## [EXERCISE OBJECTIVE]
Examine the entries and show every line in which the word "below" is found.
=== Section Start ===
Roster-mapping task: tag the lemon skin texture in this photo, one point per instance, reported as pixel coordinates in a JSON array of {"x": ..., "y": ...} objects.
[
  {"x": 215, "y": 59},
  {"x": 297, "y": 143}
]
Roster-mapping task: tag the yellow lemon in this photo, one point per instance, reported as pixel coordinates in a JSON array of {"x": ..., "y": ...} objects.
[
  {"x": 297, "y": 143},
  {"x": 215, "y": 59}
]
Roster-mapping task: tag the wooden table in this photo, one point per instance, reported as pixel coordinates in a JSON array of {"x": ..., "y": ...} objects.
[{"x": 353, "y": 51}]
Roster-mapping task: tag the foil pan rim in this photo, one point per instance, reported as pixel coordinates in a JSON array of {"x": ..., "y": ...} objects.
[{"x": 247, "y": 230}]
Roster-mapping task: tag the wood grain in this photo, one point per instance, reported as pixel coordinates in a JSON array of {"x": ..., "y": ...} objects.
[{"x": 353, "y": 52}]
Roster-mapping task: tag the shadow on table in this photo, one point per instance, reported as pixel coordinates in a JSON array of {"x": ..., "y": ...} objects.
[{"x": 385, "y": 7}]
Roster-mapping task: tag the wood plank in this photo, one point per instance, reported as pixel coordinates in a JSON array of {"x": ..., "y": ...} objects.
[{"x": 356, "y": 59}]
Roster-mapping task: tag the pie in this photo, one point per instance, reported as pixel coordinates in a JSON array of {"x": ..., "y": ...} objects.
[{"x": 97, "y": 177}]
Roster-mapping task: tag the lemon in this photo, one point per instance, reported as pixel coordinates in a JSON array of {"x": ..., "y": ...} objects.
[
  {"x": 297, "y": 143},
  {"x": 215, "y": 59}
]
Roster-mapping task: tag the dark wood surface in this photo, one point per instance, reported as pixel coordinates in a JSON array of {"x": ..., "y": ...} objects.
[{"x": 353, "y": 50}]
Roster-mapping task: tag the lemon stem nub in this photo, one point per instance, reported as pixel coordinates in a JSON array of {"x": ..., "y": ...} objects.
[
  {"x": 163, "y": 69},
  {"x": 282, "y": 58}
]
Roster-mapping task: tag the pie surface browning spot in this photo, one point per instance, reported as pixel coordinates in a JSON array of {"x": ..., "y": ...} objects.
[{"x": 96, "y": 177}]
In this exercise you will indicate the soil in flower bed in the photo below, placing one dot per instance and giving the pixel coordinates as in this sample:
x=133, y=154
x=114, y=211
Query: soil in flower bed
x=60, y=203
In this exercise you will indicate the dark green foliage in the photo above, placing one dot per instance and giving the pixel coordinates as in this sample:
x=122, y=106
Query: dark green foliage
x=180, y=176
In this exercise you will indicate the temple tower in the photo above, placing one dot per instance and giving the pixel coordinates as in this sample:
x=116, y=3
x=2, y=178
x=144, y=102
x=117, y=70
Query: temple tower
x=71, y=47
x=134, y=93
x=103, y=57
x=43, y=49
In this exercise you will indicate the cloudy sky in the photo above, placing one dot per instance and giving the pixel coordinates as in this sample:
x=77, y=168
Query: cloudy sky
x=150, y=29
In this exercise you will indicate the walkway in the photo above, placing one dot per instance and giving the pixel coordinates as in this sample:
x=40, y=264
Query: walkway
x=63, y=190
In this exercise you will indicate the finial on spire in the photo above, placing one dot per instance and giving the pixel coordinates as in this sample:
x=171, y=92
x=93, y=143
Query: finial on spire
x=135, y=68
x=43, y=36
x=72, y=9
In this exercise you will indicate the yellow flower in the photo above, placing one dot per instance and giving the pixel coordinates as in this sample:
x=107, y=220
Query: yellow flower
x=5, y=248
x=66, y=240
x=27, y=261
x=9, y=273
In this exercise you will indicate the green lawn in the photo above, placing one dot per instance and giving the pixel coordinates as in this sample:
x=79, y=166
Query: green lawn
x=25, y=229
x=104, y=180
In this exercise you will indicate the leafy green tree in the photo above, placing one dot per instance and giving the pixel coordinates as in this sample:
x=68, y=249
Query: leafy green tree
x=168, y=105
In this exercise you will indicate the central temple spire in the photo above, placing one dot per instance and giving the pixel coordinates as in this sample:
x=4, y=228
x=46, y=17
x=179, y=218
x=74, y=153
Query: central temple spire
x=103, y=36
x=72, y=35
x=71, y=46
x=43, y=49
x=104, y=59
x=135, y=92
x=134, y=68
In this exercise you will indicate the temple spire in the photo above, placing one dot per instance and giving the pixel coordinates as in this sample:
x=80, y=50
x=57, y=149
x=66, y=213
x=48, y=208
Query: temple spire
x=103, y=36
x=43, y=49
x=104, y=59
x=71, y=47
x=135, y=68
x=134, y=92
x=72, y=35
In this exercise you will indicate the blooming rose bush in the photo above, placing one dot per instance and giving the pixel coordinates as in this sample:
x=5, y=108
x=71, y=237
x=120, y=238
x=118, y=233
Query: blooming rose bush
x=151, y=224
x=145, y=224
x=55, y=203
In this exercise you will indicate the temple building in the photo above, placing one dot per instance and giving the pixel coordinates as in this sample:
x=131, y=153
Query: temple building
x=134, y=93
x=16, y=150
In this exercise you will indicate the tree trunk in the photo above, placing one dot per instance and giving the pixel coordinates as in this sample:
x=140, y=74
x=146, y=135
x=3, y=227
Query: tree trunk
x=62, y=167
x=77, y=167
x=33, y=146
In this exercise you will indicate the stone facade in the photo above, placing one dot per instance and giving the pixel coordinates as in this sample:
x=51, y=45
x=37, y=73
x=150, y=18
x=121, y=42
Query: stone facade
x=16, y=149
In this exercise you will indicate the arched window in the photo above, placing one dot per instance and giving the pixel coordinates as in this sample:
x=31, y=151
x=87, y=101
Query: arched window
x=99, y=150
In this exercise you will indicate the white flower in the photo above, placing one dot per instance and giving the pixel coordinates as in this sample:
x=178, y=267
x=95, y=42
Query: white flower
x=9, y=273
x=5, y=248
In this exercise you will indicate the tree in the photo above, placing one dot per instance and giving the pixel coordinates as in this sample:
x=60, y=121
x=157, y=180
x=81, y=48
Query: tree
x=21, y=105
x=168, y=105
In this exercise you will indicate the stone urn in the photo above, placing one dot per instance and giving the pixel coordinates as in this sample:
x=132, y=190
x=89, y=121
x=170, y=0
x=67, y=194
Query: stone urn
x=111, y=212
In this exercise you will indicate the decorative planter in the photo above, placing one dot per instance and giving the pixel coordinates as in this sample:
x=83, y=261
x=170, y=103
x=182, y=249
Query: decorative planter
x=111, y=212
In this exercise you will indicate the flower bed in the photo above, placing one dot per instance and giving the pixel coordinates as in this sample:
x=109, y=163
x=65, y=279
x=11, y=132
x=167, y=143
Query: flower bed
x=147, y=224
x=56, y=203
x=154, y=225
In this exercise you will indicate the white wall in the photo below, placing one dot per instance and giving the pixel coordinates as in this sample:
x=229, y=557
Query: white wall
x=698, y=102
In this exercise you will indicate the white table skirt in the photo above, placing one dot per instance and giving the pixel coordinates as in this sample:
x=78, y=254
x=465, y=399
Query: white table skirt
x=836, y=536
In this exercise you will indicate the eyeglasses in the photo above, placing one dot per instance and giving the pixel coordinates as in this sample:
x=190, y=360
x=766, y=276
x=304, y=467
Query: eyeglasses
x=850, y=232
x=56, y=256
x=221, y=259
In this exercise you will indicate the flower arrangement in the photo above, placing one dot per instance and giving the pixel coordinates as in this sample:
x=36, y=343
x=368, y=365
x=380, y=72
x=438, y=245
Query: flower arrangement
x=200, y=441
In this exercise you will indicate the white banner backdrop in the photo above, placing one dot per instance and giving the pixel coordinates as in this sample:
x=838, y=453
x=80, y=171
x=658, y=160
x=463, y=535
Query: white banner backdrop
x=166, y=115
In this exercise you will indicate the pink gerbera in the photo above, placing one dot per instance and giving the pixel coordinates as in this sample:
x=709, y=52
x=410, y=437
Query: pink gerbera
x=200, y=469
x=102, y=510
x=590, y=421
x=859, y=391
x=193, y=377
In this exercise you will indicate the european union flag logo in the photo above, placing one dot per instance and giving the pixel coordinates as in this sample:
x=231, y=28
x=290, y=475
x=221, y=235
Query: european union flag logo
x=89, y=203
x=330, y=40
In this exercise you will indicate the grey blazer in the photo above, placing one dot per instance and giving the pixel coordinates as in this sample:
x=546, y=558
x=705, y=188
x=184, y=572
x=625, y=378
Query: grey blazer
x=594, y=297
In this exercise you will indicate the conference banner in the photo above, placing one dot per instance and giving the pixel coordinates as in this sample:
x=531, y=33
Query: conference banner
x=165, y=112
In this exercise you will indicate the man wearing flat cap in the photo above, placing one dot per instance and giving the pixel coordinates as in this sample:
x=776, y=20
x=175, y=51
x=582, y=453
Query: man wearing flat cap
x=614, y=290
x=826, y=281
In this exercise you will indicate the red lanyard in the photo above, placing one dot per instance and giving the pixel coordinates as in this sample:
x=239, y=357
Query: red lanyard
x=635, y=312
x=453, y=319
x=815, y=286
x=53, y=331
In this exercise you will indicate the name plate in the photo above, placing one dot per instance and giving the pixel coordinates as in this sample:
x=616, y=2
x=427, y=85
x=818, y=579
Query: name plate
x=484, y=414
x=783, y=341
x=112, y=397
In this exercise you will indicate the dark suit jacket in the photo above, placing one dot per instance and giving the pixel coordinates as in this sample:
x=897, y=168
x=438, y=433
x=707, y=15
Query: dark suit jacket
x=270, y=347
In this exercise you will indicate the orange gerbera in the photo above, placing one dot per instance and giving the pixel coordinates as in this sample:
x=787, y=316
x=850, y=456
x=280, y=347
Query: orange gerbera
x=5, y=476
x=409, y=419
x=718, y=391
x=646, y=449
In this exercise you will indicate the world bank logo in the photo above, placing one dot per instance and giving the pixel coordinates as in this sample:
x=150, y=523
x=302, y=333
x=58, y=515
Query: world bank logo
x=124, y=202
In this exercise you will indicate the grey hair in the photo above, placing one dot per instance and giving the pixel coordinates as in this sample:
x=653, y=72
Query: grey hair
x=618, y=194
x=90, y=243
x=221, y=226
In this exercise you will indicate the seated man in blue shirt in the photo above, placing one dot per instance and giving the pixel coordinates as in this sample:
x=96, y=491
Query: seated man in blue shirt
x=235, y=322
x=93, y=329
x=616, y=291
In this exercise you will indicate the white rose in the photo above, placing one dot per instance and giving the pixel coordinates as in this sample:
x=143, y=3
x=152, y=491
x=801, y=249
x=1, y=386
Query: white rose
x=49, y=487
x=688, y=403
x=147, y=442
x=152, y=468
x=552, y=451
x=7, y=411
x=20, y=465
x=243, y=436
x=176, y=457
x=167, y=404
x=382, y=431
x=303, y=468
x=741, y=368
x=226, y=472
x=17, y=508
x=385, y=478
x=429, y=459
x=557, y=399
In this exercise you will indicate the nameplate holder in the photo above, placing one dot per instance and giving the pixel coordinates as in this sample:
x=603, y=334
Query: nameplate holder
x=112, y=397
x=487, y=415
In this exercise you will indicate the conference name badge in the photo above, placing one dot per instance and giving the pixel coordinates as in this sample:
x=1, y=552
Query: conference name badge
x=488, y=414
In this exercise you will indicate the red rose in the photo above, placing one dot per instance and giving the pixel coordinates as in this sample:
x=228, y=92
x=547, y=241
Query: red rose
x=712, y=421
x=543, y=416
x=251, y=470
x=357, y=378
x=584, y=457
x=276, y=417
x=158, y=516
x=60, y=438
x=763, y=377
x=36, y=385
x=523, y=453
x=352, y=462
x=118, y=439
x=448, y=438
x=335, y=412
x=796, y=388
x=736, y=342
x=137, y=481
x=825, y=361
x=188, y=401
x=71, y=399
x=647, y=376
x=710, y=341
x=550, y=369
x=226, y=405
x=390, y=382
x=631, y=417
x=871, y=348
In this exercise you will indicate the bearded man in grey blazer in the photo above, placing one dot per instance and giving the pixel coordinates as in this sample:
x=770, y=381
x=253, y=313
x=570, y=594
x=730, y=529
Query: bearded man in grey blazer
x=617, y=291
=== Section End ===
## [WORKED SOLUTION]
In this exercise you will indicate the soil in flower bed in the photo below, placing one dot per instance and giving the pixel coordinates as in this sample:
In this exercise you will indicate the white wall in the photo below, placing one dot per instance and giving the pixel coordinates as in this sample:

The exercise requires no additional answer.